*Yönerge 1*
Tebliğ Cemaati hakkındaki metne göre aşağıdaki soruları yanıtlayın.
(a) "İmanda Yolculuk Edenler" kitabının yazarı kimdir?
(b) Kitap hangi yayınevinden çıkmıştır ve kaç sayfadır?
(c) Cemaatle ilgili konferans ve makalelerde cemaatin hangi yönlerine nadiren yer verilmektedir?

*Seçilmiş metin*
1. YAZARLAR

  2. Abdurrahman Koya

  3. Tarihte Benzerine Az Rastlanan Bir Topluluk: Tebliğ Cemaati

Tarihte Benzerine Az Rastlanan Bir Topluluk: Tebliğ Cemaati

Temmuz 2001A+A-

İmanda Yolculuk Edenler: Muhammed Halid Mesud tarafından yazılan bu kitapta, imanın tazelenmesi için ülkeler arası faaliyetler gösteren Tebliğ Cemaati'nden bahsedilmektedir. (Brill Akademic Yayınevi, Boston, Amerika, 2000, 268 s.)

Tebliğ Cemaati, genellikle uzun sakallı ve geniş elbise giyinen, nefsinin isteklerini kırmaya çalışarak mütevazi bir hayat yaşama gayretinde olan "müslüman" imajını canlandırmaktadır. Bu şablon kimilerince tuhaf karşılansa da tamamıyla yanlış olduğunu söylemek mümkün değildir. Tebliğ Cemaati'nin toplantılarına devam edenler; katıldıkları bu toplantılarda aynı tür giysi giymeleri ve aynı davranışlar içerisinde bulunmaları noktasında eğitilmekte ve bu şekilde cemaat homojen hale getirilmeye çalışılmaktadır. Üzücü bir şekilde, bu giyim tarzından yola çıkılarak, cemaatin insanları "koyun sürüsü" haline getirdiği savunulmakta; cemaatle ilgili konferans ve makalelerde, cemaatin tarihine, ideolojisine ve metodolojisine nadiren yer verilmektedir.

"Tebliğ Cemaati" konusunu içeren "İmanda yolculuk Edenler" ve benzeri kitaplar, cemaatin tanınması yönünde atılan olumlu adımlardır. Bu çalışma ile birlikte birçok sosyal bilimci de Tebliğ Cemaati'nin ülkeler arası bir hareket haline gelmesi hakkında gözlem ve çalışmalar yapmaya başladılar. Cemaatin dünya çapında en geniş hareket olması gerçeğine rağmen bu konuda yazılmış çok az eser mevcuttur. Elde edilebilecek eserler, ya cemaat üyeleri ya oryan­talistler ya da cemaatin usulüne karşı olanlar tarafından kaleme alındığı için, hareketin kritiğini yapmamızı sağlayacak olan verileri yeterince içermemektedir.

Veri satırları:
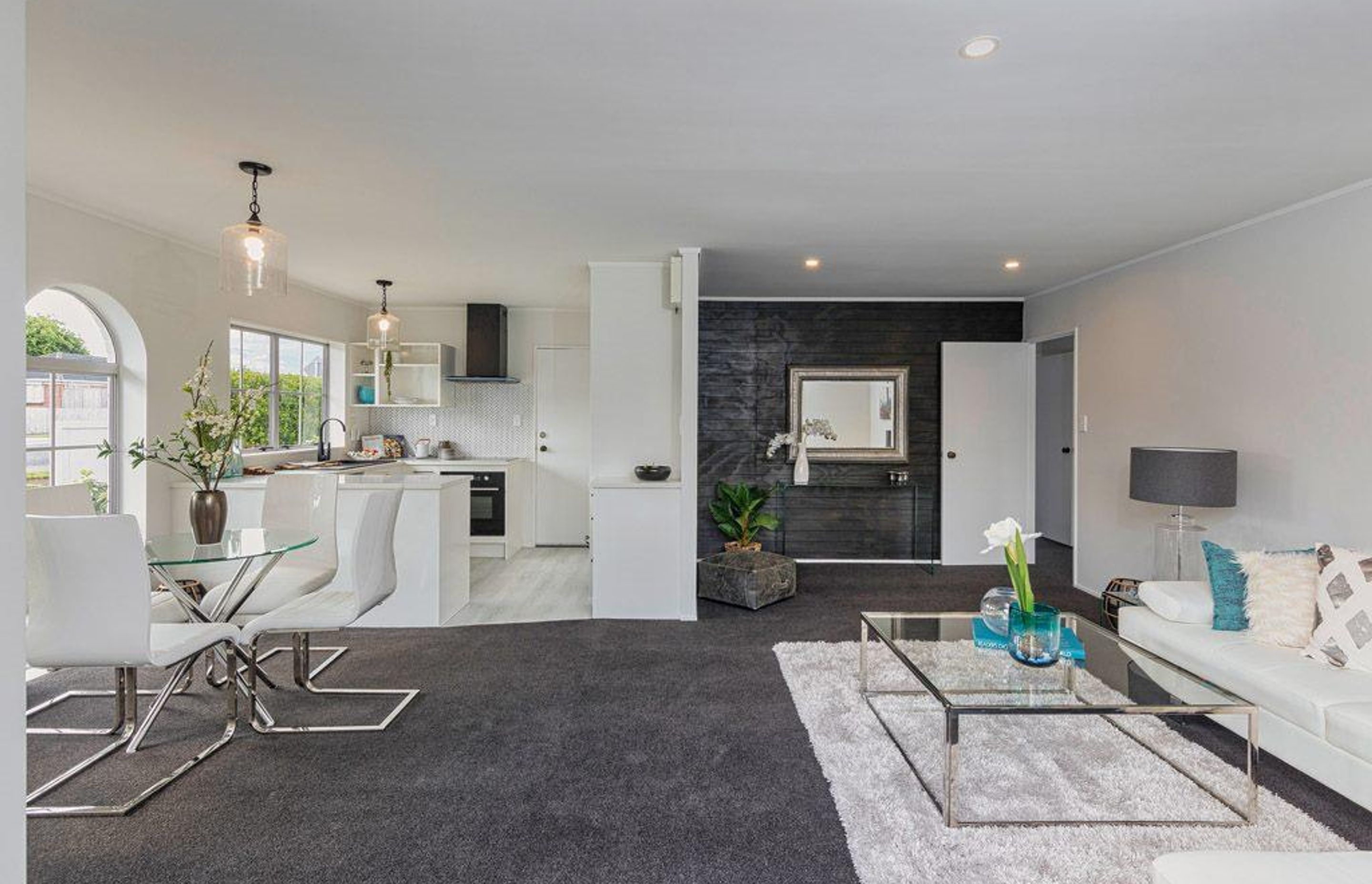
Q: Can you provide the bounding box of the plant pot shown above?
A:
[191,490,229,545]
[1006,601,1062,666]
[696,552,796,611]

...

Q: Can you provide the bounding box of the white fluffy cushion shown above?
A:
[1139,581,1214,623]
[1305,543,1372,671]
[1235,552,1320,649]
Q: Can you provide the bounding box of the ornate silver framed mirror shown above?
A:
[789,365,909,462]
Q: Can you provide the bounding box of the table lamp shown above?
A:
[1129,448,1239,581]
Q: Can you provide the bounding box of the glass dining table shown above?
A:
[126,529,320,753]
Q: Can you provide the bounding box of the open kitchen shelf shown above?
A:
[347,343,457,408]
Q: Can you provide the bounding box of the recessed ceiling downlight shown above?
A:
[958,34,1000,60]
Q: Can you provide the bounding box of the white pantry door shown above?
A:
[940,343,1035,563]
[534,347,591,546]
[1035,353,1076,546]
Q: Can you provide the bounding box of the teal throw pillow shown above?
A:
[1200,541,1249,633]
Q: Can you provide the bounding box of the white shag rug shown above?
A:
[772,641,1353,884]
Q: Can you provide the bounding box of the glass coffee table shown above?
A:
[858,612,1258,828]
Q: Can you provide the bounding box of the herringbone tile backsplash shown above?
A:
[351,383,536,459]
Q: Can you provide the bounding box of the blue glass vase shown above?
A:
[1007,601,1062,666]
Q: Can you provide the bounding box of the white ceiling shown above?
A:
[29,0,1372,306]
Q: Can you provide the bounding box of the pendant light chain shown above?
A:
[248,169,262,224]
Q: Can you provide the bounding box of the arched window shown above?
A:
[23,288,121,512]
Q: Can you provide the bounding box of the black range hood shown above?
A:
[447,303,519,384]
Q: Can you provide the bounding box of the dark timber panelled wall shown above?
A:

*Yönerge 2*
Listede "table" dizesini içeren bütün satırları sıralayın. Büyük ve küçük harf ayrımı gözetilsin.

*Yazılı çözüm 1*
(a) Muhammed Halid Mesud.
(b) Brill Akademic Yayınevi; 268 sayfa.
(c) Cemaatin tarihine, ideolojisine ve metodolojisine.

*Yazılı çözüm 2*
Q: Can you provide the bounding box of the table lamp shown above?
Q: Can you provide the bounding box of the glass dining table shown above?
Q: Can you provide the bounding box of the glass coffee table shown above?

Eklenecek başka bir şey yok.